Et, per Dio Signore, ch'io mi sento così arrabbiato infin alla intima radice del cuore, ch'io non so se io mi sia vivo, o pure quel ch'io mi sia; nè so darmi a credere di dar altro luoco alla prudenza, che di lasciarmi tirar violentemente alla necessità, aspettando con ansia solo il tempo, che ammolisca in parte l'asprezza del dolore, intanto privo di ogni speranza di poter esser compensato della perdita. Et per sopramercato mi soprasta hora la cura famigliare, la quale, seben non molto grave, alle mie spalle nondimeno, che non ne sono avezze, è [per] riuscire, si può dir, incomportabile.
Quella compassione ch'io credo che V. S. me ne habbi, la supplico a far sì che, essendo stimolata per conto dell'istrumento, mi sia havuta anco da coteste Altezze Ser.me(1376), in modo che io ne conseguisca dilazione non dirò di mesi, ma di settimane; chè io, già che mi è levato il modo di mandar l'instrumento in quella ultima perfezione che desideravo, non resterò di mandarlo in quel miglior modo che io potrò, et quanto prima. Intanto me le ricordo affettuosissimo servitore, et le bacio riverente la mano.
Treviso, la vigilia delle Pentecoste, 25 Maggio 1613.
Di V. S. molto Ill.re et Ec.maSer. Oblig.mo
Paolo Aproino.
Fuori: Al molto Ill.re et Ecc.mo Sig.r, mio Sig.re et P.rone Col.moIl Sig.r Galileo Galilei.
Firenze.
883.
FEDERICO CESI a GALILEO in Firenze.
Monticelli, 30 maggio 1613.
Bibl. Naz. Fir. Mss. Gal., P. VI, T. IX, car. 54a. e 54b. - Autografa.
Molt'Ill.re e molto Ecc.te Sig.r mio Oss.mo
Mi dole continuamente la sua indisposizione; mi piace però ch'ella, co' buoni medicamenti e cure, sia intorno a discacciarla: nè s'affatighi punto nel scrivere, sebene io con le mie glie ne do materia, poichè niente più desidero che la sua sanità.

▬▬▬▬▬▬

**Cosa fare**
a - Indica se ciascuna affermazione concorda con il brano, rispondendo sì o no e citando le parole del brano che lo stabiliscono: (i) la lettera firmata da Paolo Aproino porta la data del 25 maggio 1613; (ii) Federico Cesi scrive a Galileo a Roma; (iii) Aproino chiede una dilazione di mesi.
b - Trascrivi parola per parola il passo del brano da "Fuori: Al molto" a "30 maggio 1613.".

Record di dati
▬▬▬▬▬▬

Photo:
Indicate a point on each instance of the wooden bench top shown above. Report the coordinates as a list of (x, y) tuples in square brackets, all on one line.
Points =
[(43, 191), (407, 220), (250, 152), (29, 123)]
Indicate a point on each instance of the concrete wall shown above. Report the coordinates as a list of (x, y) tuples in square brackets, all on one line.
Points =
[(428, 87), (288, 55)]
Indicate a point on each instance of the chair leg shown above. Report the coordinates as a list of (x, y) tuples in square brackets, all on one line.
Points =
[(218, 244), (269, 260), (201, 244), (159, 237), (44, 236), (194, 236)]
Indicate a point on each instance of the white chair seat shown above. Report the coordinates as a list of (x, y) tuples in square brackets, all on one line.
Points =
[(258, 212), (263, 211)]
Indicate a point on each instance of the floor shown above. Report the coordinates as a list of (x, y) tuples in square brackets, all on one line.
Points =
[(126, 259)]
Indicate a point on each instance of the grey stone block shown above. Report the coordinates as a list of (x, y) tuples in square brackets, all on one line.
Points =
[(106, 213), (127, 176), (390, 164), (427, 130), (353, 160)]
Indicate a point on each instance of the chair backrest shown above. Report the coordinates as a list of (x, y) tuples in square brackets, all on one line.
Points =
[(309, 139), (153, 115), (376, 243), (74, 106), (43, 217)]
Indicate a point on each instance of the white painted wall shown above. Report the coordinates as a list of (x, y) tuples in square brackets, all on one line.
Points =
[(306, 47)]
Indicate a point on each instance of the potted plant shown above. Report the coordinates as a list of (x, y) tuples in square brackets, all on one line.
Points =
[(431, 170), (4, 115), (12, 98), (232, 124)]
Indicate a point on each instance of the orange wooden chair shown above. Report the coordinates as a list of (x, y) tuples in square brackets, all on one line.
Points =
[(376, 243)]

▬▬▬▬▬▬

**Risposte**
a -
(i) Sì: «Treviso, la vigilia delle Pentecoste, 25 Maggio 1613.»
(ii) No: «FEDERICO CESI a GALILEO in Firenze.»
(iii) No: «dilazione non dirò di mesi, ma di settimane»

b -
Fuori: Al molto Ill.re et Ecc.mo Sig.r, mio Sig.re et P.rone Col.moIl Sig.r Galileo Galilei.
Firenze.
883.
FEDERICO CESI a GALILEO in Firenze.
Monticelli, 30 maggio 1613.